◆ Task directions: Exactly reproduce the lines from the line containing "task: outline the perfume bottle" to the end of the data below, inclusive, and nothing else.

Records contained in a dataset
****
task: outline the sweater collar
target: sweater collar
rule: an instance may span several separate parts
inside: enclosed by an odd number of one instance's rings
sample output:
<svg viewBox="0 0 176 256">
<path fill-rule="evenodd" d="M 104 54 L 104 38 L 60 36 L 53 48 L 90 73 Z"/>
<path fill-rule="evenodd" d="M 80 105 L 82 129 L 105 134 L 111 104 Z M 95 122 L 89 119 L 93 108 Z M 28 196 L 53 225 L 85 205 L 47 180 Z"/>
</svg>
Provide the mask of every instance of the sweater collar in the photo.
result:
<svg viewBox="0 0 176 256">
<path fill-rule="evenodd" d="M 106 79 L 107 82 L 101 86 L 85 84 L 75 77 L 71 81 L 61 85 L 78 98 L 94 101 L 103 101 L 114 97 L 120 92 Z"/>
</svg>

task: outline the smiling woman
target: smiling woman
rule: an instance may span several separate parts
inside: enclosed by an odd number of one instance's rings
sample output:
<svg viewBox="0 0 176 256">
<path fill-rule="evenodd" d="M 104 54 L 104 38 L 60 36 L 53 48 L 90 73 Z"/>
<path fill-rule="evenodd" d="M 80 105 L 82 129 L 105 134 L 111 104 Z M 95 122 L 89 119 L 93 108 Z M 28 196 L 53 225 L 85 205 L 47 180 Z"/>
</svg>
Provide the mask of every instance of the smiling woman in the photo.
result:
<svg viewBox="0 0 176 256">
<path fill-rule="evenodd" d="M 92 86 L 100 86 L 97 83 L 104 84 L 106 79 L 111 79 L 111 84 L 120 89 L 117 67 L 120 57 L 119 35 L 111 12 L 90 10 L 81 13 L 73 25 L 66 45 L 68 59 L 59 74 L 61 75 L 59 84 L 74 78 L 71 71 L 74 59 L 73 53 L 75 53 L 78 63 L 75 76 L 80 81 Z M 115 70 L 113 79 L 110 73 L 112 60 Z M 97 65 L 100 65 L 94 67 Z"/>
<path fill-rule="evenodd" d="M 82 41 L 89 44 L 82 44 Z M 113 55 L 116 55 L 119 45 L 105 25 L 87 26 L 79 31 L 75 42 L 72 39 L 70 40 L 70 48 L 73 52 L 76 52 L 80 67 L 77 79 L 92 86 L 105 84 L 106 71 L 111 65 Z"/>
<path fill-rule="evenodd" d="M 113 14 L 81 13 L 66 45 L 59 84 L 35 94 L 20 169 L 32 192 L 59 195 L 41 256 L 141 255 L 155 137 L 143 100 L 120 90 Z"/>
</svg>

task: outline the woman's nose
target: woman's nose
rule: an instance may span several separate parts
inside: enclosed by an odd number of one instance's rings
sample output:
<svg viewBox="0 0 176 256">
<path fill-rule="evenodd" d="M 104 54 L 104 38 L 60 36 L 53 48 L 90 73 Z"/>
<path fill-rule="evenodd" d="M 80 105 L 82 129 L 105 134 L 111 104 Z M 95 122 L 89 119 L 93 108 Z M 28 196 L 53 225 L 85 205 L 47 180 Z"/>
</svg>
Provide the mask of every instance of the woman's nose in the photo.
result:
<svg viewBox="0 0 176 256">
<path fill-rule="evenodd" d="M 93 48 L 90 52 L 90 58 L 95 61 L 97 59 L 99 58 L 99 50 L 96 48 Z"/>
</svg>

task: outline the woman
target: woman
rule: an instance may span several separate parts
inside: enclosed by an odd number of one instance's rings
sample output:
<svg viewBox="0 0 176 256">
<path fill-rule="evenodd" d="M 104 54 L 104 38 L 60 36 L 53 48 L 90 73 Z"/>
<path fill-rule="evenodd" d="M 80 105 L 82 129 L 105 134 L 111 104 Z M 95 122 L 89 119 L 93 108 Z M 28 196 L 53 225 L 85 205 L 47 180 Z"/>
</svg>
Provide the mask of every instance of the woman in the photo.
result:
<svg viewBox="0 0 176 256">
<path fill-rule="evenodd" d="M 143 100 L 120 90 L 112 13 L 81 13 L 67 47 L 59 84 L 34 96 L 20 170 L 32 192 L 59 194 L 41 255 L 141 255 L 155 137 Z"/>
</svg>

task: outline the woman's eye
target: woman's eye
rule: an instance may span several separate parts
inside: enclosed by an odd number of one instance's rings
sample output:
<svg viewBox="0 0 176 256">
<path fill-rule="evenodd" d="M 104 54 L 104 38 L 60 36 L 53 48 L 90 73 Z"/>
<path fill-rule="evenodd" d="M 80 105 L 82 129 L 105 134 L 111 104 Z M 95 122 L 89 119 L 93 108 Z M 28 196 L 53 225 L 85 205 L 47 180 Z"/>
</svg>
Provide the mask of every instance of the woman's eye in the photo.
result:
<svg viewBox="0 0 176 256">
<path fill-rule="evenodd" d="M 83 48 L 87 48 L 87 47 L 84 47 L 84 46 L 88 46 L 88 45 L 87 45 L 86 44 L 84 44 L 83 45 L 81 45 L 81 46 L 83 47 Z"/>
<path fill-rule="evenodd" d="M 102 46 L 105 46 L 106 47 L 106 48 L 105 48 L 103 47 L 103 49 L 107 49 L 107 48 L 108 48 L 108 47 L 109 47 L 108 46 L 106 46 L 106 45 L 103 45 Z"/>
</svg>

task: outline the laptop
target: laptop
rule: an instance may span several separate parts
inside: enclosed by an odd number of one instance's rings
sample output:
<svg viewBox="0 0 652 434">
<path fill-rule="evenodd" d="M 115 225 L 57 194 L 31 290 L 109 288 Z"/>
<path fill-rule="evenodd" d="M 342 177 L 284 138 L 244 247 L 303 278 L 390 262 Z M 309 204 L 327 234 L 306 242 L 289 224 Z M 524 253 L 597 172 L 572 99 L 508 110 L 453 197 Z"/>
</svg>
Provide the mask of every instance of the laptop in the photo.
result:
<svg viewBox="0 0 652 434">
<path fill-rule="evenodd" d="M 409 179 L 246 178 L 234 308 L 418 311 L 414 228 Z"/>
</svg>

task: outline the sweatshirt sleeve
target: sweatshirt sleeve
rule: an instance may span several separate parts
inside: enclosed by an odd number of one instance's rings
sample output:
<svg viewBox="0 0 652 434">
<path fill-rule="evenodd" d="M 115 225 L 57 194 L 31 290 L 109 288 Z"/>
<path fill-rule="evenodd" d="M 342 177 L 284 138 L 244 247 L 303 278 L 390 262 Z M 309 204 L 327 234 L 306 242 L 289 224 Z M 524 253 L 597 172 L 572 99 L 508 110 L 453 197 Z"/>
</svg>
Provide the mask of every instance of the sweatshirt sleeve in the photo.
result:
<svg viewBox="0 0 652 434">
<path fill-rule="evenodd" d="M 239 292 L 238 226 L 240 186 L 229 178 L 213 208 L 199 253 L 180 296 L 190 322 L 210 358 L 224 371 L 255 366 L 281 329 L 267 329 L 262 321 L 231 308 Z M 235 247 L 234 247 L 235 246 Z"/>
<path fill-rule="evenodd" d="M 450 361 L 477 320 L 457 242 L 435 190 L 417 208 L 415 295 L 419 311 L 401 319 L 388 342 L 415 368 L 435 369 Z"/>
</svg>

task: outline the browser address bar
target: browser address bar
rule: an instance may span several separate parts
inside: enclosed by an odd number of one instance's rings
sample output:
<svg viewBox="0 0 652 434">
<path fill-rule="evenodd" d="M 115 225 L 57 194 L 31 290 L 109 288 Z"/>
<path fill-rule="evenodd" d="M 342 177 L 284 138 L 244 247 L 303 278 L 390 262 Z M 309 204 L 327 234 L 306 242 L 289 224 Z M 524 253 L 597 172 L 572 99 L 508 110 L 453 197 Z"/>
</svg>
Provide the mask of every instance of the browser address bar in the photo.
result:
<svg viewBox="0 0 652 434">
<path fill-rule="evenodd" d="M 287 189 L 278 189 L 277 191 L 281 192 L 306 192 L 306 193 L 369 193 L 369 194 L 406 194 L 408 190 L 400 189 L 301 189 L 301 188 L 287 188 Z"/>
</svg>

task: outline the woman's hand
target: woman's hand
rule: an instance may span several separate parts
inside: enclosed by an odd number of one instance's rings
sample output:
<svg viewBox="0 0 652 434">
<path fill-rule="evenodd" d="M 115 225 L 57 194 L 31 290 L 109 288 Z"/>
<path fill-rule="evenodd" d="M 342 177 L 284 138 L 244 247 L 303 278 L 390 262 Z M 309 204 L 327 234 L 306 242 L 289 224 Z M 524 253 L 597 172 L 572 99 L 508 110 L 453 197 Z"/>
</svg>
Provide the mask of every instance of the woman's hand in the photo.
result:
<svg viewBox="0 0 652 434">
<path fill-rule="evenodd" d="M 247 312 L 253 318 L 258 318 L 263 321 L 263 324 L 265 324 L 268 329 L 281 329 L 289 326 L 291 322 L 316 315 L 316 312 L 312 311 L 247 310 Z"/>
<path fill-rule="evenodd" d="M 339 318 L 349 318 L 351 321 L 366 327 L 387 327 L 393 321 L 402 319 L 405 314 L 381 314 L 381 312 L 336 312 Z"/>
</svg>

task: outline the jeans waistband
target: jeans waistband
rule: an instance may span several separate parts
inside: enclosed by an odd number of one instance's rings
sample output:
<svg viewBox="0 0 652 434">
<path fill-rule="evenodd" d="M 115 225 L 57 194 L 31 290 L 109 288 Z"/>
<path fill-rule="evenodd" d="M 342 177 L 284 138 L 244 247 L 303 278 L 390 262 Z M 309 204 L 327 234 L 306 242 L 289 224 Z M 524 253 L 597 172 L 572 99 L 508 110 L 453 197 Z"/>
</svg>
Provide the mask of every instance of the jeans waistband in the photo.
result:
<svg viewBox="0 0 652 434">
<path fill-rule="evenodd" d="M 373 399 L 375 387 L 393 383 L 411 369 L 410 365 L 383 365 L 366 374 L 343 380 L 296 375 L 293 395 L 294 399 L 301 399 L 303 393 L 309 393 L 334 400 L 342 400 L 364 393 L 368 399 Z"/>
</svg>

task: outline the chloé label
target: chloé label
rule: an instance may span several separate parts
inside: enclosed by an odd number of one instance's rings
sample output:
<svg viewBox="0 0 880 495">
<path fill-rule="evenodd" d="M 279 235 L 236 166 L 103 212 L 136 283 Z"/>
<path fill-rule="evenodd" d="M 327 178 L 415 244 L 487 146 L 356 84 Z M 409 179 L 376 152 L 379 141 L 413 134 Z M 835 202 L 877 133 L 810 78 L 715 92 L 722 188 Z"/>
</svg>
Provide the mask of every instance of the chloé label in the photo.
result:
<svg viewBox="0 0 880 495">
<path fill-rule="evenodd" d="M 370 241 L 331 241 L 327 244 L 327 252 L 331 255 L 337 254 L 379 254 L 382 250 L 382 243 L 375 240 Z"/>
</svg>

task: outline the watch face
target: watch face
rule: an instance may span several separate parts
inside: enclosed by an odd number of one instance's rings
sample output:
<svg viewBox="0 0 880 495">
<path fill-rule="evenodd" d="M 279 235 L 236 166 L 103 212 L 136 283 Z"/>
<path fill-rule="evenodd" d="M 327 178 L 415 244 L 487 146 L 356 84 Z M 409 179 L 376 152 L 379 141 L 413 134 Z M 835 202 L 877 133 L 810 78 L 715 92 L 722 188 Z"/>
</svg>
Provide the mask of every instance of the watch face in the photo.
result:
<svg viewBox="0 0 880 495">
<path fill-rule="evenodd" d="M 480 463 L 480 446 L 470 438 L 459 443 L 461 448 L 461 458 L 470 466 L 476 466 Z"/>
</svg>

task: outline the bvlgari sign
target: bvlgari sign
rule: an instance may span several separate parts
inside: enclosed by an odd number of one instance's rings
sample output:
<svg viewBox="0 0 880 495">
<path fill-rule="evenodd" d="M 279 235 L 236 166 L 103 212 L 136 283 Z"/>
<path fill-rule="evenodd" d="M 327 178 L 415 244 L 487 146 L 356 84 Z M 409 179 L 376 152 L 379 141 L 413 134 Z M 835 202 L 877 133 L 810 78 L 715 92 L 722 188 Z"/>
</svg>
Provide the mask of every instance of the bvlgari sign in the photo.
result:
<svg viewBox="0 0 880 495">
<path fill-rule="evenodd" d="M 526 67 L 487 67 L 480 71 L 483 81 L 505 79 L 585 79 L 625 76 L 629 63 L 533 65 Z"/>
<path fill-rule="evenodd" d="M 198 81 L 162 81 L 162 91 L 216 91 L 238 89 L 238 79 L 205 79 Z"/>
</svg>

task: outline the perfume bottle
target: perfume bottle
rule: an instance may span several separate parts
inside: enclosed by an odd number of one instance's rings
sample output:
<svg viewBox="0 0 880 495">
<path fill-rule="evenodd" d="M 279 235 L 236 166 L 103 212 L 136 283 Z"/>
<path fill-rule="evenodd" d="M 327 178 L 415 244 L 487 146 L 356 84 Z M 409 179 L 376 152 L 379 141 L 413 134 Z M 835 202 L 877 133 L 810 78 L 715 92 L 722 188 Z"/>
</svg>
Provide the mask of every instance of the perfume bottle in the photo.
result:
****
◆ The output:
task: outline the perfume bottle
target: perfume bottle
rule: an instance may span several separate parts
inside: enclosed by an odd number of one instance's rings
sample output:
<svg viewBox="0 0 880 495">
<path fill-rule="evenodd" d="M 279 235 L 236 166 L 103 212 L 136 283 Z"/>
<path fill-rule="evenodd" d="M 327 178 L 415 244 L 487 146 L 356 84 Z M 409 179 L 376 152 L 379 141 L 413 134 Z M 835 202 L 877 133 L 810 78 L 715 92 L 722 188 Z"/>
</svg>
Provide the mask of every instance of the perfume bottle in the photo.
result:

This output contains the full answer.